:: SOURCE TEXT ::

The n-Category Café

I’ve never done this, but I’ve been thinking for a while about trying it, so I’m interested to hear your experience! The main thing holding me back is a worry that the students won’t do the reading. Has that been a problem for you?

As for activities, are you trying to think of something new and different every week? I wouldn’t worry about repeating myself; in fact I’d be inclined to stick with only a few activities that work (once I’d found out which those were). Can you share your experience of which activities worked well and which didn’t?

The main new thing I’ve been doing this year in the classroom is “voting questions”(aka “clickers”, although we use a free smartphone app rather than actual clickers). I’ve been very happy with this overall, although it’s reinforced my fears that students won’t do assigned reading: even the easiest of voting questions based on the reading don’t get very good responses.

I’ve been using the flipped classroom for about five years now, in subjects ranging from calculus to CS courses. I blog about some of those experiences over at Casting Out Nines, which is hosted by the Chronicle of Higher Education (it should be linked to my name above).

:::
:: RECORDS PROVIDED ::

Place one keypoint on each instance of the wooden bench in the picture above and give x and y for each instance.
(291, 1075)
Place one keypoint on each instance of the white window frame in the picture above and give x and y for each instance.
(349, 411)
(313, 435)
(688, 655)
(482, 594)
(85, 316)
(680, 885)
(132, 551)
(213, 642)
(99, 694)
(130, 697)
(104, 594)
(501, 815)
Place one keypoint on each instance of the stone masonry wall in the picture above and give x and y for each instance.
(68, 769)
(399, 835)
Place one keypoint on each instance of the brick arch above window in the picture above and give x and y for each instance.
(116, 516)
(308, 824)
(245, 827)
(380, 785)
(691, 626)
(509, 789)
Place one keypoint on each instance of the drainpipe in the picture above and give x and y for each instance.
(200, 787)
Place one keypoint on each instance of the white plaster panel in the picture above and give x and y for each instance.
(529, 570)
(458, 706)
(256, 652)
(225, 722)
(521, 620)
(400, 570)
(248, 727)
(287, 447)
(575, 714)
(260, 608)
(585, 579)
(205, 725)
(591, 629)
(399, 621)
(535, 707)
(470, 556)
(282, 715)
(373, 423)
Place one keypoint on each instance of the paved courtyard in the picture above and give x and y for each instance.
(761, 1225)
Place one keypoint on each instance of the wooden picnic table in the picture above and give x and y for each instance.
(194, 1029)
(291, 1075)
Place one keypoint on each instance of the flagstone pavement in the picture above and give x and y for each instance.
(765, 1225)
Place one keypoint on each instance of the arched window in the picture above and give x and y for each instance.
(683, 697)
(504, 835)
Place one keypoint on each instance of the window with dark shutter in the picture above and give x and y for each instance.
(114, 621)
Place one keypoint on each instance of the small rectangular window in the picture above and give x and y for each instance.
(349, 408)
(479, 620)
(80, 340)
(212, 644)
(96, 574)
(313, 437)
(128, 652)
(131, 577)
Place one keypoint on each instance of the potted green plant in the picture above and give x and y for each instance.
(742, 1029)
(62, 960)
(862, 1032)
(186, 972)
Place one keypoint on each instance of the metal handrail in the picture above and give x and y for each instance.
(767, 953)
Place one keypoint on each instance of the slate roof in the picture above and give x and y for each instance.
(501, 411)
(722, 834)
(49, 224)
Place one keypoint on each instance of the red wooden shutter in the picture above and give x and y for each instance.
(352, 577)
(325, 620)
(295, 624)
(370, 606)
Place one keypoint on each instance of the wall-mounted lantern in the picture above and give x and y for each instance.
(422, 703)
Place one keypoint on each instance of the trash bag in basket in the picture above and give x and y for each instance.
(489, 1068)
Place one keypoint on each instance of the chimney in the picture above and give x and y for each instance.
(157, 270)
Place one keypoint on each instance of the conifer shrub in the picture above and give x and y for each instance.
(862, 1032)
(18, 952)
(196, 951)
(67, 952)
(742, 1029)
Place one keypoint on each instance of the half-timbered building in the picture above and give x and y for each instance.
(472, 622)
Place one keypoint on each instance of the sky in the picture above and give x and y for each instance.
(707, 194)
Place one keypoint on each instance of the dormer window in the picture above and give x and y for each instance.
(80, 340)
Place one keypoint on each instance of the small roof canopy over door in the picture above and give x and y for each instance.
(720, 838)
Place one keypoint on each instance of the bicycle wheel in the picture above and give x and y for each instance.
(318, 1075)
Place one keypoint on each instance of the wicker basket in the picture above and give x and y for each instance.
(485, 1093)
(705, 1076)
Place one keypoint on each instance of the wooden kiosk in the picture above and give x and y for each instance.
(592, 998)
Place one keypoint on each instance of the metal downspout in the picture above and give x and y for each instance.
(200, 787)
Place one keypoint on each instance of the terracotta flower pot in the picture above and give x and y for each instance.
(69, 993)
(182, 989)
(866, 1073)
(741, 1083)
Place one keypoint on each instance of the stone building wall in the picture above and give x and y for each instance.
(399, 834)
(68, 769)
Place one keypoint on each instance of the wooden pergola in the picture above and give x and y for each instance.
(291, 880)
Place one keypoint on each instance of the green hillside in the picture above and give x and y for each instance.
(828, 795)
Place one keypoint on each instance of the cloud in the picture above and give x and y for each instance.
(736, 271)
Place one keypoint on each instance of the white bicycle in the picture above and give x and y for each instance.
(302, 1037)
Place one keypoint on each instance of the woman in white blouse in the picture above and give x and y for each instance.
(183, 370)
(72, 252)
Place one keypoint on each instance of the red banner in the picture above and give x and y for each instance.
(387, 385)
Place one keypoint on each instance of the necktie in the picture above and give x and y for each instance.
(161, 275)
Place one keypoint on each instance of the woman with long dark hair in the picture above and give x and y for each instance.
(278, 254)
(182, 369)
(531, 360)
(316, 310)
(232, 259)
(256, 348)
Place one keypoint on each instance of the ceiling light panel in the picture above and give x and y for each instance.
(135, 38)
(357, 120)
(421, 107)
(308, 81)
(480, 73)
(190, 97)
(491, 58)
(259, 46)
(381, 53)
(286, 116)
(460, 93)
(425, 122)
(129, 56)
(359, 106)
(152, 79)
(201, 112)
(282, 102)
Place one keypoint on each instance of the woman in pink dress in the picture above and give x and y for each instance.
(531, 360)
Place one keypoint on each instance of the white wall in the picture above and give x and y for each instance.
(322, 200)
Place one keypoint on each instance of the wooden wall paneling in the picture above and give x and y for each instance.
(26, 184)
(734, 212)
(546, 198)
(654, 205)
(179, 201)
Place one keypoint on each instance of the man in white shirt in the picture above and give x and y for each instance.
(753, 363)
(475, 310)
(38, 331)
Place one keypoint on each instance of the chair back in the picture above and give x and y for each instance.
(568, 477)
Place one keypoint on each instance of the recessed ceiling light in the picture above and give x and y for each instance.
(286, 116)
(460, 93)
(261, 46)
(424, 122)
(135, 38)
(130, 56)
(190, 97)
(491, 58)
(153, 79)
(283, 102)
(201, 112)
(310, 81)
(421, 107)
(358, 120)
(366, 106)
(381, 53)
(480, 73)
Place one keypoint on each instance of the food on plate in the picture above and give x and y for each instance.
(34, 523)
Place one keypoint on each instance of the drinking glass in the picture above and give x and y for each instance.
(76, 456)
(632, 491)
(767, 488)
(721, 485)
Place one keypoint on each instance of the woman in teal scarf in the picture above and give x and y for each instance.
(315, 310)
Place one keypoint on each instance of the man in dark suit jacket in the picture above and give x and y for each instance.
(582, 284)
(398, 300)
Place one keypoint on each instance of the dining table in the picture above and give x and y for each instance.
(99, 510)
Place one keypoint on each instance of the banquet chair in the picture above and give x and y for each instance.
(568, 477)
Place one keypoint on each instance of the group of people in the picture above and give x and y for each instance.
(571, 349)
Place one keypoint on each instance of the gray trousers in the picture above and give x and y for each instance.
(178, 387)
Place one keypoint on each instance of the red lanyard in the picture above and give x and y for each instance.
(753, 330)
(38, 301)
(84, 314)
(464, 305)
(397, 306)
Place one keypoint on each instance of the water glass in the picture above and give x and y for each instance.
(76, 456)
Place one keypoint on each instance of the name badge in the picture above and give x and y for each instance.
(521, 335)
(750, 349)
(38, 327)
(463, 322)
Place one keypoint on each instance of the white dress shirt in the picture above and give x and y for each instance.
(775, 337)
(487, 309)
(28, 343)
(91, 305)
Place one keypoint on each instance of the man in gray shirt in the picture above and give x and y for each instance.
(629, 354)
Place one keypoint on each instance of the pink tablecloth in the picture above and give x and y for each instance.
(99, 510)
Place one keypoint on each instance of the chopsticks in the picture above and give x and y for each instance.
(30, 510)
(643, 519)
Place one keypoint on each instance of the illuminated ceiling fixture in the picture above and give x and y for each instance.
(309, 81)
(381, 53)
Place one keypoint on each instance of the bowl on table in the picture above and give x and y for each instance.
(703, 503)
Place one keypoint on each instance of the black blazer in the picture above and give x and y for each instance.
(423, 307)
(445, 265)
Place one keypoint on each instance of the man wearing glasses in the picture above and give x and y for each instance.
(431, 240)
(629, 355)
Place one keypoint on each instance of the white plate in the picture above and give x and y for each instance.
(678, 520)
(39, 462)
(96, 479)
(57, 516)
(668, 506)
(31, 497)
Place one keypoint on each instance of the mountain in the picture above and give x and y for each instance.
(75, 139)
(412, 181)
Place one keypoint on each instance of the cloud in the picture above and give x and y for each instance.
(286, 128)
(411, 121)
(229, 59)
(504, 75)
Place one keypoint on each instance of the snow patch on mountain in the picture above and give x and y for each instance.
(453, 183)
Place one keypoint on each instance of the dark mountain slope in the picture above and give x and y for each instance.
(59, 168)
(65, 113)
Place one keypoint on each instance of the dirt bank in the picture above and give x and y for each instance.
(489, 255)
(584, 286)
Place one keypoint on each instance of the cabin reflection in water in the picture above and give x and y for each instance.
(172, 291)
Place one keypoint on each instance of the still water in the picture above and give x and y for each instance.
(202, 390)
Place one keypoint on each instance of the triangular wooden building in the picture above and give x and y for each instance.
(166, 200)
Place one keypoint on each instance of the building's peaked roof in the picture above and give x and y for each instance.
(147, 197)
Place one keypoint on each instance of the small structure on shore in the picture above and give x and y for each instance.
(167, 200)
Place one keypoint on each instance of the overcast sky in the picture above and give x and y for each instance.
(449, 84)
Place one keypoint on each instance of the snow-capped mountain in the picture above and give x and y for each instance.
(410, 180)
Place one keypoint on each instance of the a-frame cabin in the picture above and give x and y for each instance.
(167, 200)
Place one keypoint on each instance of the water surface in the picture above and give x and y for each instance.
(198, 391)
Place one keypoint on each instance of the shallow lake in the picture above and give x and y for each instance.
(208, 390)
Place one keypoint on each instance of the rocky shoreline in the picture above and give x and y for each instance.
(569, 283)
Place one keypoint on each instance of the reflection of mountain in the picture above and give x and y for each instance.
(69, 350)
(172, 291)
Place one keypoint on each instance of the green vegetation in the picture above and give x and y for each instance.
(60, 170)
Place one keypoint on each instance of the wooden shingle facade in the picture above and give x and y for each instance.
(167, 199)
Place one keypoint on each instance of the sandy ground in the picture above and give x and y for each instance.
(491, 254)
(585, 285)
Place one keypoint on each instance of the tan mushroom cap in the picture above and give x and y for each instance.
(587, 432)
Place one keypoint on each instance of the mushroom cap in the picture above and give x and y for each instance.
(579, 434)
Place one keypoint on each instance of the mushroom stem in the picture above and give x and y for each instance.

:::

_OBJECTIVES_
(A) Transcribe the passage of the flipped-classroom thread starting with "As for activities, are" and going on through "very good responses.".
(B) Show every line of the rows that contains the word "woman". Case counts.

_RESULTS FOR EACH TASK_
(A)
As for activities, are you trying to think of something new and different every week? I wouldn’t worry about repeating myself; in fact I’d be inclined to stick with only a few activities that work (once I’d found out which those were). Can you share your experience of which activities worked well and which didn’t?

The main new thing I’ve been doing this year in the classroom is “voting questions”(aka “clickers”, although we use a free smartphone app rather than actual clickers). I’ve been very happy with this overall, although it’s reinforced my fears that students won’t do assigned reading: even the easiest of voting questions based on the reading don’t get very good responses.

(B)
Place one keypoint on each instance of the woman in white blouse in the picture above and give x and y for each instance.
Place one keypoint on each instance of the woman with long dark hair in the picture above and give x and y for each instance.
Place one keypoint on each instance of the woman in pink dress in the picture above and give x and y for each instance.
Place one keypoint on each instance of the woman in teal scarf in the picture above and give x and y for each instance.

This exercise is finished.